TEKS:
------------------------------------------------------------

Di balik tren biennale ini, peran pemerintah untuk mendorong pengembangan industri kreatif tidak main-main. Para pekerja seni seakan menjadi anak kesayangan ketika Badan Ekonomi Kreatif (Bekraf) dibentuk. Pemerintah optimis bahwa industri kreatif akan menjadi tulang punggung perekonomian bangsa. Atas keyakinan tersebut, sejak tahun 2015 Bekraf dijadikan wadah bagi pekerja kreatif untuk mengeksplorasi karya seni, arsitektur, buku, pengembangan teknologi, animasi, dan berbagai karya cipta lainnya. Visi Bekraf sebagai Lembaga non-kementerian adalah menjadikan Indonesia sebagai salah satu kekuatan ekonomi dunia, dari sektor ekonomi kreatif.

Adapun, sumbangsih Bekraf bagi pelaku industri kreatif terdiri dari beberapa program unggulan, meliputi; riset, edukasi dan pengembangan untuk memperkuat fondasi ekonomi kreatif, penyaluran Dana Ekonomi Kreatif (Dekraf) dalam wujud pinjaman, hibah, investasi, pembangunan infrastruktur, pemasaran, pembimbingan terkait Hak Kekayaan Intelektual (HKI), dan membangun kerjasama antar kementerian, lembaga, wilayah, asosiasi, dan komunitas. Semua program ini berada di bawah tanggung jawab 6 deputi.

------------------------------------------------------------

INFORMASI YANG DITAMPILKAN:

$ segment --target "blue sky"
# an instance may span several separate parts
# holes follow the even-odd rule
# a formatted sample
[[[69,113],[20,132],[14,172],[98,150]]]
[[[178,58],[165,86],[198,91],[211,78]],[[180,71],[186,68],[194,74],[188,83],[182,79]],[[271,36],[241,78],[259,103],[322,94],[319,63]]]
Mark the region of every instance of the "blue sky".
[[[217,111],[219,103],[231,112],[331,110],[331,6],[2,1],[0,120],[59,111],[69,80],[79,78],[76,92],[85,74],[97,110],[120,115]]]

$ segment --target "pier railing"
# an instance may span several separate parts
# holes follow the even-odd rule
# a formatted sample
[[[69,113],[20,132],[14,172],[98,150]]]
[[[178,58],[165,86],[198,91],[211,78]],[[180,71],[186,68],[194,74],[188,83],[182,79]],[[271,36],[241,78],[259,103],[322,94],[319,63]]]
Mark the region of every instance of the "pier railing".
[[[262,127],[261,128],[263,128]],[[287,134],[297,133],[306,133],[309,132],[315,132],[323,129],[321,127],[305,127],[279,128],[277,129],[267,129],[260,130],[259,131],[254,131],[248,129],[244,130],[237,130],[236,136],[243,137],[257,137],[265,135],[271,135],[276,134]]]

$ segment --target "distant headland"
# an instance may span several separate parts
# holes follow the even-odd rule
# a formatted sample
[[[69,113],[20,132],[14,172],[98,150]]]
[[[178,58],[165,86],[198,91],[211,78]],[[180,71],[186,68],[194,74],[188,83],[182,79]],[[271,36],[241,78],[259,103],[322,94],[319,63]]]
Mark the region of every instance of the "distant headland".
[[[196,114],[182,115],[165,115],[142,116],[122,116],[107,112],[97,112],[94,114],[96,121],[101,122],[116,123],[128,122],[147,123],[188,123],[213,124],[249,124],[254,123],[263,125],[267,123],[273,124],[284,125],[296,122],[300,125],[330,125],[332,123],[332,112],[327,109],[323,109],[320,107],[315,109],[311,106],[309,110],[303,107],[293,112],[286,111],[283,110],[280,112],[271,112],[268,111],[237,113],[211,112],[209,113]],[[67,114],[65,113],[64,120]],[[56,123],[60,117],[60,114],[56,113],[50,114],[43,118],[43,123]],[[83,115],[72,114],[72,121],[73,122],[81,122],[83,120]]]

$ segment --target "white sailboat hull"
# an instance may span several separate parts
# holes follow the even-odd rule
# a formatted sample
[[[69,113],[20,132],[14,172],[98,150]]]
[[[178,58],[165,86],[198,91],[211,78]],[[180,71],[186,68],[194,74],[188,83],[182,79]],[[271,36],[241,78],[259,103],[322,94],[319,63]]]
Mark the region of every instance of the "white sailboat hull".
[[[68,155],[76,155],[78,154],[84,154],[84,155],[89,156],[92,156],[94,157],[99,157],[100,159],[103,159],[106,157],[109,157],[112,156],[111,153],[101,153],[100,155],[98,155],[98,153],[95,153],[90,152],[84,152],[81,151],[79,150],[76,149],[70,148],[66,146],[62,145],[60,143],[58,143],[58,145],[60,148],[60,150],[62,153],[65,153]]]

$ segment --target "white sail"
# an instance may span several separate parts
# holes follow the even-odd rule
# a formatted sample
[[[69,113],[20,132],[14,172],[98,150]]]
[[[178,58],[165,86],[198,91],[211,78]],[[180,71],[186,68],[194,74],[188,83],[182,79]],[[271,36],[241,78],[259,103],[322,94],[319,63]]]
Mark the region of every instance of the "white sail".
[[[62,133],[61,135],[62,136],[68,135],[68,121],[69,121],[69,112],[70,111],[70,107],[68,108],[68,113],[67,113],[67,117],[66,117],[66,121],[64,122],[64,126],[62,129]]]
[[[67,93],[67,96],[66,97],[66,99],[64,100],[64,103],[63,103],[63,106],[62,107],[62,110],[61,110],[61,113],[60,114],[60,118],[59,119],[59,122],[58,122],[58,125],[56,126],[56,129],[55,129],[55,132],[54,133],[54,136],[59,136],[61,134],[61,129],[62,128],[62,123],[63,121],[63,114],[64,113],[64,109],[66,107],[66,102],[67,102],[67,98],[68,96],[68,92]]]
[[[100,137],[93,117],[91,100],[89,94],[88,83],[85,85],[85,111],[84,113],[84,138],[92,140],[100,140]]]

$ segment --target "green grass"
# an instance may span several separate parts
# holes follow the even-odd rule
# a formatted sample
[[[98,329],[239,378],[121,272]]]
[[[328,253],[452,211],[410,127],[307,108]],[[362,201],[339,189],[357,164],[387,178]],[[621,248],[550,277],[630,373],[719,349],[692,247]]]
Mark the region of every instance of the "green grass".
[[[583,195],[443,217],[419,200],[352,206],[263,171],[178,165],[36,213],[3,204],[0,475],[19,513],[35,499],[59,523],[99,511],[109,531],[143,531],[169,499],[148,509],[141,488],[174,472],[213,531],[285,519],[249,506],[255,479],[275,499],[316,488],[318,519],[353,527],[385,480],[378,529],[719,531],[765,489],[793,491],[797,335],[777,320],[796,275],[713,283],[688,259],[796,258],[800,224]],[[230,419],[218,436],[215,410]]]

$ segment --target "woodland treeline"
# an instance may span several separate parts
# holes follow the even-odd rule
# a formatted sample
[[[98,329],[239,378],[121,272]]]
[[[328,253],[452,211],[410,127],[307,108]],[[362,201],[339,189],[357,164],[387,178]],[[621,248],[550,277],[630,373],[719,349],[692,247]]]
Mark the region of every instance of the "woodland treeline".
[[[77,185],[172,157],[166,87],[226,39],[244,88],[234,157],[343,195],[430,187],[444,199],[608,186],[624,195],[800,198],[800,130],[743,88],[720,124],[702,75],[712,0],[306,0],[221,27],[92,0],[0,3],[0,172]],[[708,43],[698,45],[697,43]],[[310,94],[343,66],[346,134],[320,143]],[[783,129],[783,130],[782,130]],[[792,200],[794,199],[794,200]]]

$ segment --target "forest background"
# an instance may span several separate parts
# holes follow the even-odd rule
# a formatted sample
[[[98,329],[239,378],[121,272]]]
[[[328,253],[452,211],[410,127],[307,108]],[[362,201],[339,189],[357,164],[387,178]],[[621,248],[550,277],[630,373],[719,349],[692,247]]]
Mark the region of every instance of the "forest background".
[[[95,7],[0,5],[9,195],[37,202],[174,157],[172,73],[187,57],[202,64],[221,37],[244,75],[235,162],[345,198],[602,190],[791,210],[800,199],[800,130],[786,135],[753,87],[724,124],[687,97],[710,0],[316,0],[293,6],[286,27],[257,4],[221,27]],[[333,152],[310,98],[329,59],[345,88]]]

------------------------------------------------------------

LANGKAH YANG DILAKUKAN:
[1] Kumpulkan setiap baris entri yang memuat kata "forest", dengan memperhatikan perbedaan huruf besar dan kecil.
[2] Tuliskan lanjutan teks tentang Badan Ekonomi Kreatif (Bekraf) setelah kalimat terakhirnya.
Teks dan entri tidak saling berkaitan.

JAWABAN LATIHAN:
[1]
$ segment --target "forest background"
Mark the region of every instance of the "forest background".

[2]
Terlepas dari itu, belum lama ini ada kabar yang cukup membanggakan dari dunia literasi Indonesia. Dilansir dari detikhot.com, kabarnya paviliun Indonesia tengah membanjiri negeri tetangga dengan 1000 buku pada perhelatan Kuala Lumpur International Book Fair (KLIBF) 27 April – 6 Mei 2018. KLIBF merupakan pesta buku tahunan terbesar di Malaysia. Pada tahun 2018 ini, KLIBF telah berusia 37 tahun. Dalam rangkaian acaranya, diketahui pihak penyelenggara menghadirkan jagoan puisi dari Indonesia, Sapardi Djoko Damono. Salah satu agendanya adalah temu sapa dan penanda tanganan buku.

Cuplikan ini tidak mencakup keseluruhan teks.